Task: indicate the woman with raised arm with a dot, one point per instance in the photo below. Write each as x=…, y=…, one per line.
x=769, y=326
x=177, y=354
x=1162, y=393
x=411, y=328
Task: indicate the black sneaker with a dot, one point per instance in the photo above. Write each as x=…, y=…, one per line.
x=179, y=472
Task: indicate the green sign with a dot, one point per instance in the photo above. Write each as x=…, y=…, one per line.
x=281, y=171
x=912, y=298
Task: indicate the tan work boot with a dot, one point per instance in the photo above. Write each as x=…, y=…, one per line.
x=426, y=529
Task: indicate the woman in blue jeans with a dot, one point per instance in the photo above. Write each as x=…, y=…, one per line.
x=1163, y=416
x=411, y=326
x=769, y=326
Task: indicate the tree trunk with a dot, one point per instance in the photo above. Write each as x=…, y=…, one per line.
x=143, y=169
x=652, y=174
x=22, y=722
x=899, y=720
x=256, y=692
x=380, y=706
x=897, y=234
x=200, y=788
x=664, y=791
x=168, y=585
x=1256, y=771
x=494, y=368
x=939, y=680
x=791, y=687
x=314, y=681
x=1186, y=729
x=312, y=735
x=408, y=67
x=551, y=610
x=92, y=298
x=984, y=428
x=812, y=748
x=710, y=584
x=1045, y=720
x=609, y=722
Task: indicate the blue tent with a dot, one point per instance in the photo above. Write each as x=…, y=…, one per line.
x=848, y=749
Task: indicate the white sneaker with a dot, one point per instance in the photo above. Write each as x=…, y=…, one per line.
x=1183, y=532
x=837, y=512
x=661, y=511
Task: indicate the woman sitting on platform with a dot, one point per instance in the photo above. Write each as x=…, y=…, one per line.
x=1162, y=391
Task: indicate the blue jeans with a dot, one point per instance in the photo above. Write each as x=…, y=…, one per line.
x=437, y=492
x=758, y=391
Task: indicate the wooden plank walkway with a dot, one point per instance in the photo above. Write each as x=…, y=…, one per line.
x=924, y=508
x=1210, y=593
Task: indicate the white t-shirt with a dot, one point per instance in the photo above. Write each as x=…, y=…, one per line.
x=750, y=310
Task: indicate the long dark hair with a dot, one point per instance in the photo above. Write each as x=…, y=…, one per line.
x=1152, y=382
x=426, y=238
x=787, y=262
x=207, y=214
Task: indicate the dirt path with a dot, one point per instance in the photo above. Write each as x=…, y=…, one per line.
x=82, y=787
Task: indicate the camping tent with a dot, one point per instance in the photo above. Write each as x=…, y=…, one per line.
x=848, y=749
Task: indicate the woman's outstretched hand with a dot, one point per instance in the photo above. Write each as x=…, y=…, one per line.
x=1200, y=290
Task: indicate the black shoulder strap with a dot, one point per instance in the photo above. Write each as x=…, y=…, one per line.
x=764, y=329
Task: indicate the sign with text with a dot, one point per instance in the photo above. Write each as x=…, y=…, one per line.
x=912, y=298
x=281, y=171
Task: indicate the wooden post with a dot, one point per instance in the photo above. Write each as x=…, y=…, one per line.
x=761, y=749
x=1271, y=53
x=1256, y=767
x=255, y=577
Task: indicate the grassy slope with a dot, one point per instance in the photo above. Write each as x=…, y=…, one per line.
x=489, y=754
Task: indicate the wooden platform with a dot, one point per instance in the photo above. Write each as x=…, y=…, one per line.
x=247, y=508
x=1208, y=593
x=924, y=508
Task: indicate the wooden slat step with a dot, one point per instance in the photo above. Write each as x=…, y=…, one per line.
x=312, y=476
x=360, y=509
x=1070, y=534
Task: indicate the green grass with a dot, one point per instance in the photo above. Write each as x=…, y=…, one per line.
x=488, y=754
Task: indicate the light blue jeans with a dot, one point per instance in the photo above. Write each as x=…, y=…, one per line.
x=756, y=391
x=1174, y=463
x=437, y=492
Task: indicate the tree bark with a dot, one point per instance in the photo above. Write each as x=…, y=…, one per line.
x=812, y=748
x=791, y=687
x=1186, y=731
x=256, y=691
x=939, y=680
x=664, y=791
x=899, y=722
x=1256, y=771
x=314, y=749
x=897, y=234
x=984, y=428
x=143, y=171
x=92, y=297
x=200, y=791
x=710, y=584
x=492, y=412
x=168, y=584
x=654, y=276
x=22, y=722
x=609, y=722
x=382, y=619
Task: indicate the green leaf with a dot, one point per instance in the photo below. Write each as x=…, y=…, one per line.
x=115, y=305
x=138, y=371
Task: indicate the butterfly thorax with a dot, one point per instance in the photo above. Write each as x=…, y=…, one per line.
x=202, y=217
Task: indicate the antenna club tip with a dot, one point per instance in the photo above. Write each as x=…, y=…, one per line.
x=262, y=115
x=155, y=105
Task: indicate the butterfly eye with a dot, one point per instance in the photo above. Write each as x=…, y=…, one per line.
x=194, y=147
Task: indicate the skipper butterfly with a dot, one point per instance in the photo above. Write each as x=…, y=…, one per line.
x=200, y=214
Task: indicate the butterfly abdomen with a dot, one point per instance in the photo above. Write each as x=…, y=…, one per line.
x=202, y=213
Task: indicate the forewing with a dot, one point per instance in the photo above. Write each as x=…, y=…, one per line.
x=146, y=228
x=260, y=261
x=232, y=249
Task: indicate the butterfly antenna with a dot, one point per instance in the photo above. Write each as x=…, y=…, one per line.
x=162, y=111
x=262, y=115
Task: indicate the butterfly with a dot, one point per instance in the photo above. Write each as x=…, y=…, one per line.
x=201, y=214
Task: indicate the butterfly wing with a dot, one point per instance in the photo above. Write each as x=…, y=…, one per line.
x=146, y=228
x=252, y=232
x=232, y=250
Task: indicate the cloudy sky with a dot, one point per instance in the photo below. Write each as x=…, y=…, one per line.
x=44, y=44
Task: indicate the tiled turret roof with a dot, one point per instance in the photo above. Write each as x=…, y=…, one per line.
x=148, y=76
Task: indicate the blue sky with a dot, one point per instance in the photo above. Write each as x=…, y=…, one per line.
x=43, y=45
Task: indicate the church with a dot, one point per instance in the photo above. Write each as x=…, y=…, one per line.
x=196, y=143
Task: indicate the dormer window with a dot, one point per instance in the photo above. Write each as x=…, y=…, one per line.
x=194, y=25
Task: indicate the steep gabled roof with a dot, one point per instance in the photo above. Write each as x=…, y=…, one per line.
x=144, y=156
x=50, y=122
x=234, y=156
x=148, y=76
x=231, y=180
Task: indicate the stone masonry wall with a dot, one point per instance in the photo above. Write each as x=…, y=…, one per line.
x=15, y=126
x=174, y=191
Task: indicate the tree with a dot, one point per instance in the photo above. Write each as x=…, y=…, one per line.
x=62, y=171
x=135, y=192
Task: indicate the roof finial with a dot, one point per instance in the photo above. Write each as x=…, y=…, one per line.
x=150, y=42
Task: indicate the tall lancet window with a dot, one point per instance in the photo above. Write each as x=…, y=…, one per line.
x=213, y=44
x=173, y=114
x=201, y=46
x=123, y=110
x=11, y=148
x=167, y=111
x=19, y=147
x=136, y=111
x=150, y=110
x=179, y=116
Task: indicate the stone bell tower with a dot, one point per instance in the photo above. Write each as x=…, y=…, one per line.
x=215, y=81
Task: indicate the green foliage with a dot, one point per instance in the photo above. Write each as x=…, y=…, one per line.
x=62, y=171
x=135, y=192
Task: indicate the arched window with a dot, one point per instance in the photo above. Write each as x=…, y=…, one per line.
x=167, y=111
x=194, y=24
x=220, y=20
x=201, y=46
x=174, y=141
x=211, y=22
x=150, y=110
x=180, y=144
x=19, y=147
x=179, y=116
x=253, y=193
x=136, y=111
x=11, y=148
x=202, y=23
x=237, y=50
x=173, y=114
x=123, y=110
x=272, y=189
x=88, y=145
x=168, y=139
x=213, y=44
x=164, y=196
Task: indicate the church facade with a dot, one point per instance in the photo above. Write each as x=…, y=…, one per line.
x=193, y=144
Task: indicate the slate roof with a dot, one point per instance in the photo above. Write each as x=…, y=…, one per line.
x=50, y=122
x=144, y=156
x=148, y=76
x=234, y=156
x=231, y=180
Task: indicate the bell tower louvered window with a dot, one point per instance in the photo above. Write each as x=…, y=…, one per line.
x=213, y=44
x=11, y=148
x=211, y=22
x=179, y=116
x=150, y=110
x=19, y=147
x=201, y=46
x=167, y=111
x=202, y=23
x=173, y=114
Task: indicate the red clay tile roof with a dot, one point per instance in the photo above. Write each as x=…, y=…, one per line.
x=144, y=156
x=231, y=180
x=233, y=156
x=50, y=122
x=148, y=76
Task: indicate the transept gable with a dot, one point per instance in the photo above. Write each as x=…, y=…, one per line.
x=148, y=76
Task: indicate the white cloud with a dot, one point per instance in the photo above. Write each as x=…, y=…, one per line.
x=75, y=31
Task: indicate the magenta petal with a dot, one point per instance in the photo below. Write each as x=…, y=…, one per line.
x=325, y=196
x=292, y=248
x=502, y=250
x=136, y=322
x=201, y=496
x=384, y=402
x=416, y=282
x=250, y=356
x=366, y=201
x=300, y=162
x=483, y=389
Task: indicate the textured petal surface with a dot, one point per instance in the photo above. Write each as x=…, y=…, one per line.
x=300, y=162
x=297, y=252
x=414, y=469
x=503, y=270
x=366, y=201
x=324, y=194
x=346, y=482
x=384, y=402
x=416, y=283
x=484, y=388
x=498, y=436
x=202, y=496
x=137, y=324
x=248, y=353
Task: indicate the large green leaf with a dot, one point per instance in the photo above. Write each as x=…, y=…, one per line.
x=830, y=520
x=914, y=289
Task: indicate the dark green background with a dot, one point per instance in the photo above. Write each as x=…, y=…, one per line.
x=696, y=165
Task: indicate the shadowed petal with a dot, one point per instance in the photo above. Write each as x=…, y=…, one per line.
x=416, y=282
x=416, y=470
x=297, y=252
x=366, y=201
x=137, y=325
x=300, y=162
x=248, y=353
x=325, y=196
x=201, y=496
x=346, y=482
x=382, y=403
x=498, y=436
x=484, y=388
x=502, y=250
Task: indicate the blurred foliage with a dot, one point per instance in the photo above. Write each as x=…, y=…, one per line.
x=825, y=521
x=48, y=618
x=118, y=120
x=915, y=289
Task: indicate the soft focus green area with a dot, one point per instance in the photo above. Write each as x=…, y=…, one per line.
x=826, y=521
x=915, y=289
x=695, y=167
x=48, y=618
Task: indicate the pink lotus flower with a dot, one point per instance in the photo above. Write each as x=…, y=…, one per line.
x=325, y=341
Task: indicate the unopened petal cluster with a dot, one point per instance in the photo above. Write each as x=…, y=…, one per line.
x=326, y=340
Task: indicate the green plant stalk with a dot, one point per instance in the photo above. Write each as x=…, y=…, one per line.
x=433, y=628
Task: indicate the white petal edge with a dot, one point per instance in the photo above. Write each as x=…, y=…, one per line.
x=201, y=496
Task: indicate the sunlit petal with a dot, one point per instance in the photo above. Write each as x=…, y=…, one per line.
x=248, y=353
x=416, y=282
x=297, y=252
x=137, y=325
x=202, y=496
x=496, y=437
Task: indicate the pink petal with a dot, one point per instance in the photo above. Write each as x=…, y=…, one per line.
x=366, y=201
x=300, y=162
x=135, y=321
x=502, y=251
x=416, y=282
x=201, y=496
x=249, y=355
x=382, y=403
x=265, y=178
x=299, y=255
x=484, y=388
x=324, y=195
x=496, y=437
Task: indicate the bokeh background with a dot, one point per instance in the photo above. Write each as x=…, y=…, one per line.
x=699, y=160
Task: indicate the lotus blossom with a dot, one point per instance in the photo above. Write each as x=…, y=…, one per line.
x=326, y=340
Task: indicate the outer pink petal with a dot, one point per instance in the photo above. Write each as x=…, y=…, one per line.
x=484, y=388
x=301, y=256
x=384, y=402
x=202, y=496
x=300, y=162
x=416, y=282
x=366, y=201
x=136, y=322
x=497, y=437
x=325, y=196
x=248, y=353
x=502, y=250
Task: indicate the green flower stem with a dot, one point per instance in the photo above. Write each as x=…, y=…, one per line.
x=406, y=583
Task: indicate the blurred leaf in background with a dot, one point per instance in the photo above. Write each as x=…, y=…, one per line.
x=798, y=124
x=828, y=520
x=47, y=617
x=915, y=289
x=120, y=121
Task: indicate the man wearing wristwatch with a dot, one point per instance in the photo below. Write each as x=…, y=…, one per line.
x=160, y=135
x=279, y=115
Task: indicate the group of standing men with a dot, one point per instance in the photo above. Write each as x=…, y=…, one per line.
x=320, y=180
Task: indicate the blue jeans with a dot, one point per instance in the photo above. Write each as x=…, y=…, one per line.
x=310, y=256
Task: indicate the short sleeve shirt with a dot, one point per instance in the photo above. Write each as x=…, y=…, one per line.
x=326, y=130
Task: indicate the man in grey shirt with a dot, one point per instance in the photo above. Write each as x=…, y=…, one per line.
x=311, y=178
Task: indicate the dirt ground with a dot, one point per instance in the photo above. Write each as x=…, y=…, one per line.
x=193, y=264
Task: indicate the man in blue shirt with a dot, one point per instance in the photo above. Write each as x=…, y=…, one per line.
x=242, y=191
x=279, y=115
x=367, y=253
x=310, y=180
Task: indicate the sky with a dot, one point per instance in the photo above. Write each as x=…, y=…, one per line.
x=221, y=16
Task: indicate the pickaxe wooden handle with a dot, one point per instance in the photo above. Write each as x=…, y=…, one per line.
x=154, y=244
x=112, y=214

Aim of the task:
Could you give again exactly the lines from the line containing "Task: indicate the man in blue" through the final line of the data above, and no others?

The answer:
Task: indicate the man in blue shirt with a dot, one point per instance in the photo above. Write each as x=…, y=…, one per line.
x=242, y=191
x=279, y=115
x=367, y=253
x=310, y=180
Task: indicate the sky with a dot, one point per instance in the photo above. Write each as x=…, y=…, one per line.
x=221, y=16
Task: indicate the pickaxe wooden handle with a dot, one point per instance in the photo above. Write each as x=…, y=…, one per line.
x=154, y=244
x=112, y=214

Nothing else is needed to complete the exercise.